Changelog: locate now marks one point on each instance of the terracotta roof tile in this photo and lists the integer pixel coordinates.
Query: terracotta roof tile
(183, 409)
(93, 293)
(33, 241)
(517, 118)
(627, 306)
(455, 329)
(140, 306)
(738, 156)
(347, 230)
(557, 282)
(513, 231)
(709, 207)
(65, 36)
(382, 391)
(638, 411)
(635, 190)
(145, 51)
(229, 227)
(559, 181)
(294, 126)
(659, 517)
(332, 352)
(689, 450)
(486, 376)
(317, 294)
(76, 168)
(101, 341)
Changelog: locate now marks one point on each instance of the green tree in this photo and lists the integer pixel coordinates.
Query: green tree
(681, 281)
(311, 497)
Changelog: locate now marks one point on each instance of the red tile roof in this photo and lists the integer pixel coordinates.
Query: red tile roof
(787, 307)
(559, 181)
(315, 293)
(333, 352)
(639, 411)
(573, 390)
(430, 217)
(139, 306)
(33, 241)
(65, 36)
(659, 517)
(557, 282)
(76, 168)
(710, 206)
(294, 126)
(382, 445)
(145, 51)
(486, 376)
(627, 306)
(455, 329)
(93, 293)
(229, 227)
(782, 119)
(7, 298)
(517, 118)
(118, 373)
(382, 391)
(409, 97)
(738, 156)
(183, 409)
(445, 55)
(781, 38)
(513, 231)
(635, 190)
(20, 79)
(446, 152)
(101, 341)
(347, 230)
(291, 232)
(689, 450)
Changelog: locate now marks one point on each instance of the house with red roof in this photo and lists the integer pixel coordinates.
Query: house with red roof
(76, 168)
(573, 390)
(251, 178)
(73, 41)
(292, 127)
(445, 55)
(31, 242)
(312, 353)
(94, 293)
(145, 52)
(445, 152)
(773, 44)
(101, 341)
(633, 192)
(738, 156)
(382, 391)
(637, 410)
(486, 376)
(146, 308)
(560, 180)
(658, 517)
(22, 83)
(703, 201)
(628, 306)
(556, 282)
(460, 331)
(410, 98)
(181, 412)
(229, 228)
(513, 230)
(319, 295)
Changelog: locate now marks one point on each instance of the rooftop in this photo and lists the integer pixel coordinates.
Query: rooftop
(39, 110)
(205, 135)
..............................
[Problem requirements]: Write out the entries in full, exactly as given.

[Solution for this problem]:
Changelog: locate now marks one point on each instance of the terracotta roof tile in this photo and lists the integer pixel coordinates.
Query: terracotta roof tile
(183, 409)
(93, 293)
(33, 241)
(517, 118)
(627, 306)
(455, 329)
(140, 306)
(738, 156)
(347, 230)
(557, 282)
(513, 231)
(709, 207)
(65, 36)
(382, 391)
(638, 411)
(635, 190)
(145, 51)
(229, 227)
(559, 181)
(294, 126)
(659, 517)
(332, 352)
(689, 450)
(486, 376)
(317, 294)
(76, 168)
(101, 341)
Changelog: locate now marks one point on each instance of the green tree in this photo and lists the integer pixel coordinates.
Query: green tree
(681, 281)
(311, 497)
Changelog: locate now marks one point on each instance of the red tile roof in this photo and lists the integer pixel coordinates.
Query: red tile roof
(787, 307)
(559, 181)
(315, 293)
(333, 352)
(639, 411)
(573, 390)
(430, 217)
(139, 306)
(33, 241)
(65, 36)
(659, 517)
(557, 282)
(76, 168)
(710, 206)
(294, 126)
(382, 445)
(145, 51)
(486, 376)
(627, 306)
(455, 329)
(93, 293)
(229, 227)
(782, 119)
(7, 298)
(517, 118)
(118, 373)
(382, 391)
(409, 97)
(738, 156)
(183, 409)
(445, 55)
(781, 38)
(513, 231)
(635, 190)
(20, 79)
(446, 152)
(101, 341)
(347, 230)
(291, 232)
(689, 450)
Changelog: locate now marks one point on each instance of the house with red roof in this photo and lists the integer pixel coordinates.
Query: house with red roof
(76, 168)
(573, 390)
(251, 178)
(73, 41)
(292, 127)
(445, 55)
(31, 242)
(312, 353)
(94, 293)
(145, 52)
(445, 152)
(773, 44)
(101, 341)
(633, 192)
(738, 156)
(382, 391)
(637, 410)
(486, 376)
(146, 308)
(560, 180)
(658, 517)
(22, 83)
(703, 201)
(628, 306)
(556, 282)
(460, 331)
(410, 98)
(181, 412)
(229, 228)
(513, 230)
(319, 295)
Changelog: locate now marks one point on each instance of the rooftop in this photo and lists the integer pixel coordinates.
Query: rooftop
(39, 110)
(205, 135)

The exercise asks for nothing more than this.